▸ **Reading text**
Table 2.
Studies of Fenofibrate in PBC Patients
| Study | Study Design | Inclusion Criteria | Study Duration and Number of Patients | Dose | Main Results |
|---|---|---|---|---|---|
| Han et al41 | Prospective case series | PBC patients treated with UDCA for at least 1 year | 3-6 months; 22 patients | Fenofibrate 200 mg/d | Decrease in ALP, GGT, AST, cholesterol, and TG; no significant effect on serum bilirubin |
| Levy et al43 | Pilot study | PBC patients with ALP > 2 × ULN | 12 months; 20 patients | Fenofibrate 160 mg/d | Decrease in ALP, AST, IgM, IL-1, and IL-6; no significant decrease in bilirubin |
| Liberopoulos et al45 | Pilot study | PBC patients with incomplete biochemical response to UDCA for ≥8 months | 2 months; 10 patients | Fenofibrate 200 mg/d | Decrease in ALP, GGT, ALT, cholesterol, TG, and HDL; fenofibrate was well tolerated |
| Walker et al46 | Retrospective analysis of UK cohort | PBC patients with lack of response to UDCA | 23 months; 16 patients | Fenofibrate 134-200 mg/d | Decrease in ALP (89% of patients had normalization of ALP) and IgM |
| Dohmen et al53 | Prospective case series | PBC patients with lack of response to UDCA | 3 months; 9 patients | Fenofibrate 100 or 150 mg/d | Decrease in ALP, GGT, and IgM; AMAs decreased in 4 patients; no adverse events noted |
| Ohira et al55 | Prospective case series | Biopsy-proven PBC with lack of response to UDCA | 6 months; 7 patients | Fenofibrate 150-200 mg/d | Decrease in ALP, GGT, and IgM |
| Nakamuta et al50 | Prospective case series | Biopsy-proven PBC with prior UDCA treatment | 25-53 months; 5 patients | Bezafibrate 400 mg/d, fenofibrate 150 mg/d | Decrease in ALP, GGT, ALT, IgM, and TG |
ALP, alkaline phosphatase; ALT, alanine aminotransferase; AMAs, antimitochondrial antibodies; AST, aspartate aminotransferase; GGT, γ-glutamyl transferase; HDL, high-density lipoprotein; Ig, immunoglobulin; IL, interleukin; PBC, primary biliary cholangitis; TG, triglyceride; UDCA, ursodeoxycholic acid; UK, United Kingdom; ULN, upper limit of normal.

▸ **Provided material**
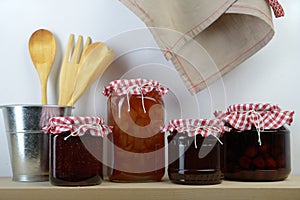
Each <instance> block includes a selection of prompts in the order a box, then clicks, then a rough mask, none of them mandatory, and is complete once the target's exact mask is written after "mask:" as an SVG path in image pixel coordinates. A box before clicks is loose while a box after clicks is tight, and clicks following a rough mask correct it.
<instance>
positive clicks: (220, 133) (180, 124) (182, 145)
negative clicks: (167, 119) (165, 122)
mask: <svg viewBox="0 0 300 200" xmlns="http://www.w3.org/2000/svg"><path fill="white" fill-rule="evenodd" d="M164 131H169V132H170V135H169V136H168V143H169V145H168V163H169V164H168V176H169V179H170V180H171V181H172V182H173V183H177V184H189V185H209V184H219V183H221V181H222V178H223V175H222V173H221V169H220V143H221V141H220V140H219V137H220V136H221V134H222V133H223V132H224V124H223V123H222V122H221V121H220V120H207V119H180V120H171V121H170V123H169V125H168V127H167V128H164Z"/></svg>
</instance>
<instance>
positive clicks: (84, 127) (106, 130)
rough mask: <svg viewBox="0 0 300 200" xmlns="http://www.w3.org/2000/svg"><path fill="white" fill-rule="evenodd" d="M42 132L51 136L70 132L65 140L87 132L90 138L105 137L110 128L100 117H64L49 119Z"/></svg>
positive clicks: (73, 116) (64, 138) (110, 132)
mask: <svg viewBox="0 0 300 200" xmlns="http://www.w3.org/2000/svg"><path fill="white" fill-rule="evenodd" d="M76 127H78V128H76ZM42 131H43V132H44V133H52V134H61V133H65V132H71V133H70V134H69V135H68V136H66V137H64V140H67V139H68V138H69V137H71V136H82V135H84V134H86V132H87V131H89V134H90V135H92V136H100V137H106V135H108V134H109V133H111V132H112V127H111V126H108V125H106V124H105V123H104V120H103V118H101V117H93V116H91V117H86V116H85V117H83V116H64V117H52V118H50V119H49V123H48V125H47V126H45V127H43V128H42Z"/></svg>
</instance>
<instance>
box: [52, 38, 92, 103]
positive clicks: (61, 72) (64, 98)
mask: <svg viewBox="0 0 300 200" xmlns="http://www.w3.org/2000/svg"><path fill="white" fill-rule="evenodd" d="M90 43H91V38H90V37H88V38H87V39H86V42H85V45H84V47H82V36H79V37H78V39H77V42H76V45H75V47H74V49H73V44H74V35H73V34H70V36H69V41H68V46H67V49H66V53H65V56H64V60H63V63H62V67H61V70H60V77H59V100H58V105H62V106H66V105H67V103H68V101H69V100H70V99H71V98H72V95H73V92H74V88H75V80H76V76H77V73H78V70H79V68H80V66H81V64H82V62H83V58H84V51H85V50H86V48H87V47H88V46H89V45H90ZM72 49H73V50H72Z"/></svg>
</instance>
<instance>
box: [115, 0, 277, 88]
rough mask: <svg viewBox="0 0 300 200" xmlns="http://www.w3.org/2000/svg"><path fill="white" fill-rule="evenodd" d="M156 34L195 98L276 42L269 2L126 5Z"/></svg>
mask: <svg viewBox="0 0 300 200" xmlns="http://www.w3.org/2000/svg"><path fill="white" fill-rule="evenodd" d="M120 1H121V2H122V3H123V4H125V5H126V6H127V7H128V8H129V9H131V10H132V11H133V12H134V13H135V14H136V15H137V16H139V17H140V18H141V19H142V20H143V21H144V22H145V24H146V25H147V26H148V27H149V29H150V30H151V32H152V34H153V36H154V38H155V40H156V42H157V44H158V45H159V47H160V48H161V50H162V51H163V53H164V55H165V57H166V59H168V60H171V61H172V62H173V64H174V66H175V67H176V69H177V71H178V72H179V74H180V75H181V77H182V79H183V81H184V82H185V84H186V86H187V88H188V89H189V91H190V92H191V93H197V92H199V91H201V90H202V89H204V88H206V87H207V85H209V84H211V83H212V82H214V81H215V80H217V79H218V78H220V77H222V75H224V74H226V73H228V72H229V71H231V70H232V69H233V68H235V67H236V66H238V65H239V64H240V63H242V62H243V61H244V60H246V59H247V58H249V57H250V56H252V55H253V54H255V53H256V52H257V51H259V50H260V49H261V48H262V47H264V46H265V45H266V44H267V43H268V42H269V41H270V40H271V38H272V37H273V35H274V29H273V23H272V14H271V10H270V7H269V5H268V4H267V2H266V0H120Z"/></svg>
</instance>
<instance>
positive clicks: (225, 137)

▸ **Work order 1**
Answer these from the fenofibrate table, each on its own line:
(a) How many patients did the Walker et al study include?
(b) What daily fenofibrate dose did Levy et al give?
(c) Which study also used bezafibrate, and at what daily dose?
▸ **Work order 2**
Using the abbreviation list under the fenofibrate table, explain in one or two sentences what the Levy et al inclusion criterion "ALP > 2 × ULN" requires of patients.

▸ **Answer 1**
(a) 16 patients.
(b) 160 mg/d.
(c) Nakamuta et al, at 400 mg/d.

▸ **Answer 2**
Patients had to have primary biliary cholangitis and an alkaline phosphatase level more than twice the upper limit of normal.